Problem:
Put the listing, from its start through the line containing "93), (353, 84)]", into a numbered list, skipping blank lines and leaving out the pictures.

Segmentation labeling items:
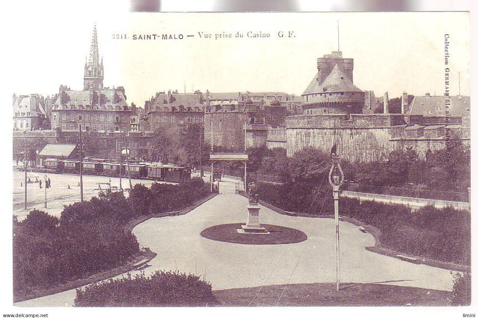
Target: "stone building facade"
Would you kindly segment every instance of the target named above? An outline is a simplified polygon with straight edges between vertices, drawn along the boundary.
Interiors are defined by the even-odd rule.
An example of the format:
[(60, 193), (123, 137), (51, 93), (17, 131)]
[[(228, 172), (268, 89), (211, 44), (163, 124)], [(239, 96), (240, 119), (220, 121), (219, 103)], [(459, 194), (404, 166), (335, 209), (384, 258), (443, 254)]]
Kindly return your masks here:
[(89, 57), (85, 65), (83, 90), (61, 85), (51, 106), (51, 126), (62, 131), (113, 132), (130, 131), (131, 115), (137, 116), (134, 104), (129, 106), (123, 87), (103, 88), (103, 59), (99, 59), (96, 26), (93, 29)]
[(13, 130), (48, 129), (50, 123), (45, 110), (50, 103), (49, 98), (32, 94), (13, 96)]
[(206, 106), (203, 94), (180, 94), (177, 90), (160, 92), (144, 103), (142, 120), (145, 131), (159, 132), (162, 129), (185, 132), (193, 124), (203, 124)]
[(353, 59), (333, 52), (317, 59), (317, 69), (302, 95), (304, 114), (362, 113), (365, 93), (353, 84)]
[(444, 148), (447, 136), (469, 145), (468, 116), (454, 117), (457, 123), (451, 124), (442, 123), (439, 118), (435, 121), (429, 118), (424, 123), (423, 116), (402, 114), (352, 114), (349, 119), (346, 114), (289, 116), (286, 123), (287, 155), (307, 146), (328, 152), (335, 142), (340, 157), (351, 162), (382, 160), (395, 149), (408, 147), (424, 158), (428, 150)]

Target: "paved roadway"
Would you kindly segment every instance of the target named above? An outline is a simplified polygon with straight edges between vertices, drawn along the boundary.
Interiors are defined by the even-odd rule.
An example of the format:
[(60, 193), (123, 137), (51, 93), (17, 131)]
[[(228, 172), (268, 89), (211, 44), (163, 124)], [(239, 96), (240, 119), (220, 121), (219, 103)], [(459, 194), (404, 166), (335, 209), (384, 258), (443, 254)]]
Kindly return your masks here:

Answer to the exercise:
1. Target: "stone building facade"
2. Would you kindly segment every instance of the target named above? An outline is a simplified polygon with straight edges between vertices, drawn along the boundary.
3. Interiors are defined by the even-odd rule.
4. An example of the format:
5. [(60, 193), (123, 137), (51, 93), (17, 131)]
6. [[(228, 172), (268, 89), (211, 44), (163, 124)], [(239, 96), (240, 119), (220, 121), (219, 103)], [(459, 194), (404, 166), (335, 209), (384, 258), (443, 254)]]
7. Kindly return your masks here:
8. [(89, 57), (85, 65), (83, 90), (61, 85), (51, 106), (51, 126), (62, 131), (113, 132), (130, 131), (131, 115), (137, 116), (134, 104), (129, 106), (123, 87), (103, 88), (103, 59), (99, 59), (96, 26), (93, 29)]
9. [(13, 130), (48, 129), (50, 123), (45, 110), (50, 103), (49, 98), (32, 94), (13, 96)]
10. [(206, 106), (203, 94), (180, 94), (177, 90), (160, 92), (144, 103), (142, 120), (145, 131), (159, 132), (162, 129), (185, 132), (193, 124), (203, 124)]
11. [(353, 59), (333, 52), (317, 59), (317, 69), (302, 95), (304, 114), (362, 113), (365, 93), (353, 84)]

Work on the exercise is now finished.